▸ **What you should do**
Copy the stretch of the material below from the line containing "Can you find the white neck" through the line containing "pixel 307 725", both included, character for character.

+ + + +

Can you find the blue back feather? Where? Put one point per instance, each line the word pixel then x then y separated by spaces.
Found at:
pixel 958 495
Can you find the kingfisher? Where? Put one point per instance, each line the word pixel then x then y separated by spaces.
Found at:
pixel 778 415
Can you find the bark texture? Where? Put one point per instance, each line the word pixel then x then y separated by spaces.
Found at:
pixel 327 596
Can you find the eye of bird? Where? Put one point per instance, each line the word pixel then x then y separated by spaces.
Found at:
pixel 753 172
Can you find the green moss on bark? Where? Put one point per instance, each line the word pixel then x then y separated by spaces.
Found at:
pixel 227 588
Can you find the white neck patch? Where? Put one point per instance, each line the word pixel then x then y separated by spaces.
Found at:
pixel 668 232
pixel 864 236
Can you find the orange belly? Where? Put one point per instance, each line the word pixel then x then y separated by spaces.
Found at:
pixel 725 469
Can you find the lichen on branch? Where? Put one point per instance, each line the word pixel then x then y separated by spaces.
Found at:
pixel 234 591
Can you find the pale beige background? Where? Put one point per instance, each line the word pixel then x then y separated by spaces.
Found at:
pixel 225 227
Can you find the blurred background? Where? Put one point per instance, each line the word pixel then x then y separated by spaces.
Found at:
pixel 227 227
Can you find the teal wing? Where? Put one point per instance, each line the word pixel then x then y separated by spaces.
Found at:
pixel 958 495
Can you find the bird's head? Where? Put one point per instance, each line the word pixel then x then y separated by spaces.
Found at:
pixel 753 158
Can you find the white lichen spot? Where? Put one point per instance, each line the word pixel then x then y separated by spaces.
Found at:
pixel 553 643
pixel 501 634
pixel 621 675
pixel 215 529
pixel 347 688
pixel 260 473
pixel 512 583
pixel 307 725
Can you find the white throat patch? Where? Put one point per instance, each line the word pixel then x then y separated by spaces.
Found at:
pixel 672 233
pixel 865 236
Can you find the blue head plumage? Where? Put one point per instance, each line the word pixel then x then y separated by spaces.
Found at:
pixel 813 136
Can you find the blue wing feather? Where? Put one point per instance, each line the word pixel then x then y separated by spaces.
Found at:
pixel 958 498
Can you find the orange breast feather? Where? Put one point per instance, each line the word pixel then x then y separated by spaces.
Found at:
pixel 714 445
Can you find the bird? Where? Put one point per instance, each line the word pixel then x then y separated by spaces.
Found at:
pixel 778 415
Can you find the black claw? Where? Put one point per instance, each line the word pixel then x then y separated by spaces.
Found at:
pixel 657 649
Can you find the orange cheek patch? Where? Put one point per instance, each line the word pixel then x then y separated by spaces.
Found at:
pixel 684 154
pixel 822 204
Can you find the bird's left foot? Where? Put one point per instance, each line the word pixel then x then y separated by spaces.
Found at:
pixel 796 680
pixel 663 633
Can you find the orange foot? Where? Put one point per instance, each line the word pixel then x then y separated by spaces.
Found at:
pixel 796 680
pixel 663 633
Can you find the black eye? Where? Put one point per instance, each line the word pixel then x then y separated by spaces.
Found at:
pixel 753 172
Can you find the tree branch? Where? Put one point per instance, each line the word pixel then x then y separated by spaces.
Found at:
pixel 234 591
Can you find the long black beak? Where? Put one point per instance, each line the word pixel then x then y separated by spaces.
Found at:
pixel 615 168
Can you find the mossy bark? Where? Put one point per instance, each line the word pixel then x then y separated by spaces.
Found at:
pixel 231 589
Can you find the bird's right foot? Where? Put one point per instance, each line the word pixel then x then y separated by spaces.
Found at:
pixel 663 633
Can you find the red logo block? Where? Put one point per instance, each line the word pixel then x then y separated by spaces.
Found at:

+ + + +

▸ **Exercise response**
Can you find the white neck patch? Where? Put one point per instance, each line the word pixel then x then y separated by spaces.
Found at:
pixel 668 232
pixel 864 236
Can you find the orange belly? Where? Put one point per instance, each line the word pixel then x then y separated by spaces.
Found at:
pixel 725 469
Can you find the lichen on branch? Where? Put one point per instance, each line the word pixel then x then y separated by spaces.
Found at:
pixel 234 591
Can you find the pale beige background? Where? Put one point per instance, each line the word pixel then x then y separated by spaces.
Found at:
pixel 225 227
Can you find the blurred background? Where? Put one point per instance, each line the word pixel then x then y separated by spaces.
Found at:
pixel 227 227
Can you find the teal wing? Where? Put one point per instance, each line the word pixel then x then y separated by spaces.
Found at:
pixel 958 495
Can you find the bird's head? Where? Put one point per instance, each line the word pixel then x then y separated by spaces.
Found at:
pixel 753 158
Can you find the white lichen spot? Where? Put one point per instance, each line the word pixel then x then y separated by spaces.
Found at:
pixel 553 643
pixel 501 634
pixel 621 675
pixel 215 529
pixel 347 688
pixel 260 473
pixel 512 583
pixel 307 725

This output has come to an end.